__Görev talimatı__: Lütfen kaynak metinde "Sadece gölgeler değil" ile başlayıp "Kaynaşlı ve gişeler..." ile biten bölümü hiçbir değişiklik yapmadan kopyalayın.

__Kaynak metin__:
Bu sayfada yer alan tüm yazı, resim ve buna benzer içeriğin tüm hakları Barbaros Sansal'a aittir. Izinsiz kopyalanması ve kullanılması yasaktır.

17 Ocak 2012 Salı

GÖLGELERİN BÖLGESİNDE

Can çekiştirenlere
Sileceklerin sağanak yağmuru engellemekte zorlandığı, ön camın

arkasında uzayıp giden bir garip yoldaydım…

Zar zor algılanan yol çizgileri, ufuk çizgisine doğru her ne

kadar kısalsa da, bana doğru bir o kadar hızla uzuyordu… Aracın

radyosundaki cızırtılar kulağımda ve alacakaranlığın gözlerimi

kamaştıran griliğine, mavilik kahpelik yaparak eşlik ediyordu…

Arka koltuktaki yayıntının edepsizliği de sebepsiz değil.

Konserve hatta poşetlenmiş mamalar, eski battaniyeler, tıbbi

malzemelerle dolu bir karmaşa… Öngörümün önünde, henüz hayali tam

oluşmamış ve de toplumun dışladığı insanların; sokaklarda hayat

ve ekmek arayan travesti ve transseksüellerin yaptırdığı Ankara

Gölbaşı Hayvan barınağı…

Ha ha ha...

Evet işte size eşit yaşam hakları…

Sadece gölgeler değil ki uzayıp giden. Kısalan ve kaybolan

hayatlarda göz önünde… Ha sokak kadınları ve adamları, ha sokak

hayvanları. Ne fark ederdi ki, bu ülkede… Nasılsa artık sosyete

pazarının yerini alamazdı can pazarı, bariz neticede…

Sırasıyla Düzce, Kaynaşlı ve gişeler...

__Veri kayıtları__:
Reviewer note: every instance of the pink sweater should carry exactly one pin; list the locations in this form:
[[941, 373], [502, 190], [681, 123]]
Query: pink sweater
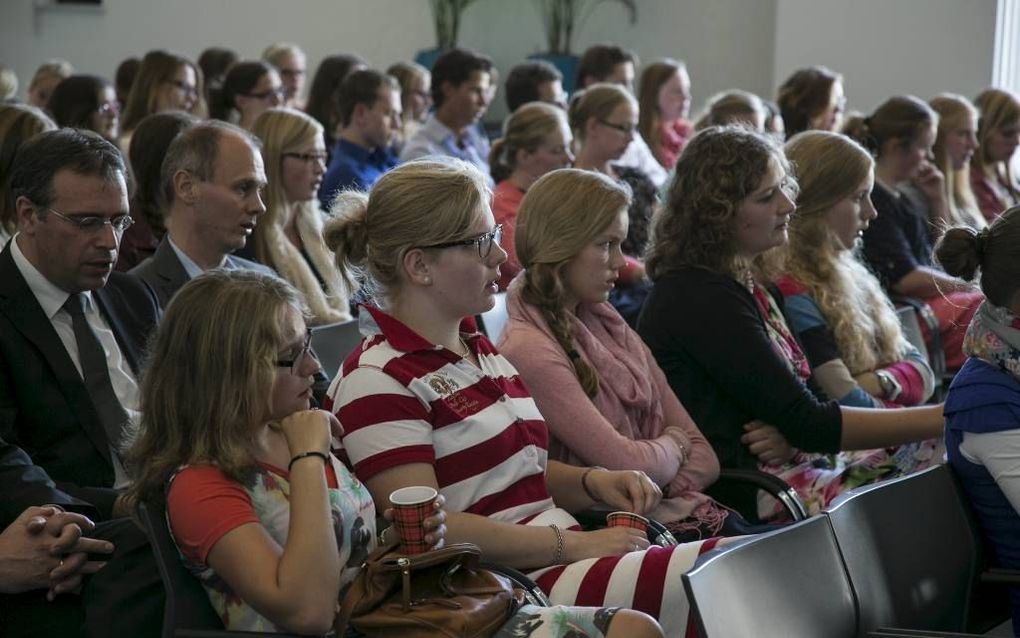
[[633, 423]]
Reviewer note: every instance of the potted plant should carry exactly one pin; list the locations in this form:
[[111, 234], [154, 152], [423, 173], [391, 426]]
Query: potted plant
[[446, 18], [560, 20]]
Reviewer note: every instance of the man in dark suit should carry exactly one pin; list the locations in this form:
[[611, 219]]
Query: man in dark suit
[[71, 340], [212, 181]]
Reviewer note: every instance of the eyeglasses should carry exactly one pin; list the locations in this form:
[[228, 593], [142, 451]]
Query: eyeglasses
[[626, 130], [93, 224], [185, 88], [308, 157], [264, 95], [483, 242], [298, 361]]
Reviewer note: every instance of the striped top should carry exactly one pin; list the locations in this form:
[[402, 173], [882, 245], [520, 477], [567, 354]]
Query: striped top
[[403, 400]]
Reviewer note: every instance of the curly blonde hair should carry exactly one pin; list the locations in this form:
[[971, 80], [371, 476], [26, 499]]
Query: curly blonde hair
[[829, 168], [562, 213], [718, 168]]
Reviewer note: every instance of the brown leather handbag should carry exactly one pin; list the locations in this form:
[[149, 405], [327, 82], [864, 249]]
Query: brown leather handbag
[[440, 593]]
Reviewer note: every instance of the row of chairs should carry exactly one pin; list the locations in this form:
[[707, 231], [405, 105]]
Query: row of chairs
[[896, 558]]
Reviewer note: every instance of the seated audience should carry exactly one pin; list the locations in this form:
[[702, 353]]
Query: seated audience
[[604, 119], [536, 140], [165, 82], [47, 77], [415, 98], [250, 88], [369, 116], [408, 396], [955, 145], [604, 399], [534, 81], [898, 243], [847, 326], [733, 107], [289, 237], [211, 184], [998, 136], [323, 95], [123, 78], [982, 409], [153, 136], [460, 95], [721, 339], [289, 60], [609, 63], [87, 102], [214, 62], [18, 124], [811, 98], [664, 101], [273, 553]]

__Problemin çözümü__:
Sadece gölgeler değil ki uzayıp giden. Kısalan ve kaybolan

hayatlarda göz önünde… Ha sokak kadınları ve adamları, ha sokak

hayvanları. Ne fark ederdi ki, bu ülkede… Nasılsa artık sosyete

pazarının yerini alamazdı can pazarı, bariz neticede…

Sırasıyla Düzce, Kaynaşlı ve gişeler...